***** Entries provided *****
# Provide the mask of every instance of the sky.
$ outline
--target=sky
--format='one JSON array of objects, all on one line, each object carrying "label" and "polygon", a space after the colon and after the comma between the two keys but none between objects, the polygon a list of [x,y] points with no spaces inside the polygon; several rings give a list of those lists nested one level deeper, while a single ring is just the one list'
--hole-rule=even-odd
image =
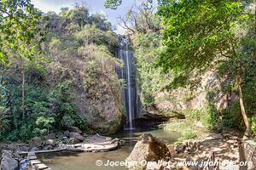
[{"label": "sky", "polygon": [[[123,16],[126,14],[129,8],[134,4],[135,0],[124,0],[122,4],[115,10],[108,9],[104,7],[104,0],[83,0],[85,2],[90,8],[90,12],[104,14],[108,18],[113,26],[117,28],[116,32],[124,34],[125,31],[118,26],[119,16]],[[49,11],[60,12],[62,7],[72,7],[75,3],[79,3],[81,0],[32,0],[32,3],[38,8],[47,13]]]}]

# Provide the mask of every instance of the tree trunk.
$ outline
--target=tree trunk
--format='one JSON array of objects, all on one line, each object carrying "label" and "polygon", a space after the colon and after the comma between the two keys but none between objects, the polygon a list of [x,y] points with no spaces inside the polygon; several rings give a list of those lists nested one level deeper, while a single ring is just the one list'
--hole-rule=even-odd
[{"label": "tree trunk", "polygon": [[[22,59],[21,59],[22,60]],[[25,119],[25,71],[24,71],[24,63],[22,62],[22,70],[21,70],[21,75],[22,75],[22,82],[21,82],[21,110],[22,110],[22,118]]]},{"label": "tree trunk", "polygon": [[[241,73],[241,72],[240,72]],[[238,98],[239,98],[239,103],[240,103],[240,108],[241,108],[241,112],[243,117],[244,123],[247,127],[247,133],[248,136],[251,136],[252,131],[251,131],[251,126],[250,122],[248,121],[248,117],[246,113],[246,110],[244,107],[244,103],[243,103],[243,97],[242,97],[242,91],[241,91],[241,74],[237,75],[237,84],[238,84]]]}]

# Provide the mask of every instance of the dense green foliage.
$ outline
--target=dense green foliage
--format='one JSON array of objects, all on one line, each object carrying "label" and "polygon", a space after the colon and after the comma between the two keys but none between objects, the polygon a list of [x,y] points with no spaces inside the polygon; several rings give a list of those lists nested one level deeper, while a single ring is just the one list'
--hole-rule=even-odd
[{"label": "dense green foliage", "polygon": [[255,16],[245,4],[237,1],[162,1],[158,13],[163,17],[166,48],[158,63],[166,71],[174,71],[172,88],[186,85],[195,73],[201,75],[214,65],[224,67],[222,76],[228,75],[230,82],[236,86],[250,133],[241,86],[249,76],[244,74],[246,70],[255,62],[255,32],[253,38],[247,36]]},{"label": "dense green foliage", "polygon": [[0,2],[0,61],[9,62],[14,52],[18,57],[33,59],[38,53],[45,34],[40,23],[43,14],[30,0],[3,0]]},{"label": "dense green foliage", "polygon": [[[30,48],[33,52],[24,56],[20,49],[9,52],[14,56],[24,57],[22,62],[19,58],[9,57],[12,59],[12,64],[1,65],[0,139],[26,141],[34,136],[63,131],[70,126],[90,133],[88,120],[79,114],[75,103],[78,97],[75,95],[80,94],[76,94],[76,91],[82,90],[88,100],[94,101],[90,107],[95,111],[95,116],[100,116],[97,114],[101,114],[101,110],[98,110],[96,102],[103,100],[109,94],[114,98],[121,90],[120,82],[114,72],[121,62],[113,57],[118,38],[112,31],[111,24],[104,15],[89,14],[83,3],[72,8],[63,8],[60,14],[44,14],[48,18],[46,23],[46,20],[40,20],[43,14],[34,8],[30,1],[26,1],[24,5],[20,4],[21,1],[17,1],[17,4],[16,1],[13,1],[14,4],[8,2],[4,7],[14,8],[8,10],[17,10],[18,13],[17,18],[9,24],[15,26],[17,25],[15,20],[19,20],[24,26],[31,26],[26,27],[28,31],[21,30],[20,37],[17,37],[19,39],[11,42],[15,46],[22,42],[27,42],[24,48]],[[20,9],[11,5],[18,5],[28,12],[19,15]],[[2,6],[0,9],[3,9]],[[8,18],[2,16],[1,20],[7,22]],[[43,42],[35,37],[39,37],[38,29],[45,25],[49,26],[46,41]],[[22,26],[20,29],[23,29]],[[5,29],[11,31],[13,27]],[[1,35],[3,33],[8,37],[8,32],[1,32]],[[9,33],[17,36],[17,32]],[[24,39],[26,36],[28,39]],[[3,39],[1,41],[3,42]],[[43,53],[40,54],[38,48],[41,42]],[[3,46],[0,44],[0,47]],[[81,65],[78,65],[79,63]]]}]

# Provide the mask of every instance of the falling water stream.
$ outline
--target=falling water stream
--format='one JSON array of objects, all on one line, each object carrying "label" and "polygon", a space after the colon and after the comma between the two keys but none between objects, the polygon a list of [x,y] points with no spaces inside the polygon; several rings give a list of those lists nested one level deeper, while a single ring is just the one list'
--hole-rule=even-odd
[{"label": "falling water stream", "polygon": [[135,67],[134,67],[134,56],[129,48],[129,41],[126,37],[120,37],[120,45],[118,50],[118,58],[122,60],[125,66],[121,68],[119,76],[125,80],[125,86],[124,88],[124,101],[127,112],[127,122],[125,129],[135,129],[134,118],[135,118],[135,101],[136,101],[136,90],[135,90]]}]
*****
> Task:
Could you copy out every row above word for word, leaving out the pictures?

> Finished exercise:
# Provide the mask of every instance of the sky.
$ outline
--target=sky
--format='one JSON array of objects, all on one line, each object carrying "label" and "polygon", a space after the colon and after the comma between the two keys but none between objects, the polygon a list of [x,y] points with no spaces inside the polygon; several rings give a list of those lists nested one level deeper, while a single ring is just the one list'
--hole-rule=even-odd
image =
[{"label": "sky", "polygon": [[[123,16],[126,14],[129,8],[134,4],[135,0],[124,0],[122,4],[115,10],[108,9],[104,7],[104,0],[83,0],[85,2],[90,8],[90,12],[104,14],[108,18],[113,26],[117,28],[116,32],[124,34],[125,31],[118,26],[119,16]],[[49,11],[60,12],[62,7],[72,7],[75,3],[79,3],[81,0],[32,0],[32,3],[38,8],[47,13]]]}]

# Provide the mask of every instance of the tree trunk.
$ outline
--target=tree trunk
--format='one JSON array of objects, all on one line, each object carrying "label" and "polygon", a space after the colon and after the comma between the two keys but none between objects, the polygon a list of [x,y] points with no spaces inside the polygon; several rings give a list of those lists nested one level deeper, while a single ring is just the one list'
--hole-rule=even-odd
[{"label": "tree trunk", "polygon": [[[22,59],[21,59],[22,60]],[[25,119],[25,71],[24,71],[24,63],[22,62],[22,70],[21,70],[21,75],[22,75],[22,82],[21,82],[21,110],[22,110],[22,118]]]},{"label": "tree trunk", "polygon": [[[241,73],[241,72],[240,72]],[[238,98],[239,98],[239,103],[240,103],[240,108],[241,108],[241,112],[243,117],[244,123],[247,127],[247,133],[248,136],[251,136],[252,131],[251,131],[251,126],[250,122],[248,121],[248,117],[246,113],[246,110],[244,107],[244,103],[243,103],[243,97],[242,97],[242,91],[241,91],[241,74],[237,75],[237,84],[238,84]]]}]

# Provide the mask of every instance of the dense green foliage.
$ outline
--target=dense green foliage
--format='one JSON array of objects, all on one line, each object carrying "label" and "polygon", a space after the colon and after the comma between the two keys but none between objects, the polygon a list of [x,y] points with no spaces inside the polygon; several rings give a list of those lists nested one level deeper, while a single ring is just the one list'
--hole-rule=even-odd
[{"label": "dense green foliage", "polygon": [[255,16],[245,4],[237,1],[162,1],[158,13],[163,17],[166,48],[158,63],[166,71],[174,71],[172,88],[186,85],[195,73],[201,75],[214,65],[224,67],[222,76],[228,75],[230,82],[236,86],[250,133],[241,86],[249,76],[244,74],[246,70],[255,62],[255,32],[253,38],[247,36]]},{"label": "dense green foliage", "polygon": [[0,2],[0,61],[9,62],[14,52],[18,57],[33,59],[38,53],[45,34],[40,23],[43,14],[30,0],[3,0]]},{"label": "dense green foliage", "polygon": [[[30,48],[33,52],[24,56],[20,49],[9,52],[14,56],[24,57],[22,62],[19,58],[9,57],[12,59],[12,64],[1,65],[0,139],[26,141],[34,136],[63,131],[70,126],[90,133],[88,120],[79,114],[75,103],[78,97],[75,95],[80,94],[76,94],[76,91],[82,90],[88,100],[94,101],[90,107],[95,111],[95,116],[100,116],[97,114],[101,114],[101,110],[98,110],[96,102],[103,100],[109,94],[114,98],[121,90],[120,82],[114,72],[121,62],[113,57],[118,38],[112,31],[111,24],[104,15],[89,14],[83,3],[72,8],[63,8],[60,14],[44,14],[48,18],[46,23],[46,20],[40,20],[43,14],[34,8],[30,1],[26,1],[24,5],[20,4],[21,1],[17,1],[17,4],[16,1],[13,1],[14,4],[8,2],[4,7],[14,8],[8,10],[17,10],[18,13],[17,18],[9,24],[15,26],[17,25],[15,20],[19,20],[24,26],[31,26],[26,27],[28,31],[21,30],[20,37],[17,37],[19,39],[11,42],[15,46],[22,42],[27,42],[24,48]],[[20,9],[11,5],[18,5],[28,12],[19,15]],[[2,6],[0,9],[3,9]],[[8,18],[2,16],[1,20],[7,22]],[[43,42],[35,37],[39,37],[38,29],[45,25],[49,26],[46,41]],[[22,26],[20,29],[23,29]],[[5,29],[11,31],[13,27]],[[1,35],[3,33],[8,37],[8,32],[1,32]],[[9,33],[17,36],[17,32]],[[24,39],[26,36],[28,39]],[[3,39],[1,41],[3,42]],[[43,53],[40,54],[38,48],[41,42]],[[3,46],[0,44],[0,47]],[[81,65],[78,65],[79,63]]]}]

# Provide the mask of every instance of the falling water stream.
$ outline
--target=falling water stream
--format='one JSON array of objects, all on one line, each object carrying "label" and "polygon", a space after the colon and after the comma between the two keys but none between objects, the polygon a list of [x,y] points with no spaces inside the polygon; several rings give a list of those lists nested one level deeper, while a single ring is just the one list'
--hole-rule=even-odd
[{"label": "falling water stream", "polygon": [[135,67],[134,67],[134,56],[129,48],[129,41],[126,37],[120,37],[120,45],[118,50],[118,58],[122,60],[125,66],[121,68],[119,76],[125,80],[125,86],[124,88],[124,101],[127,112],[127,122],[125,129],[135,129],[134,118],[135,118],[135,101],[136,101],[136,90],[135,90]]}]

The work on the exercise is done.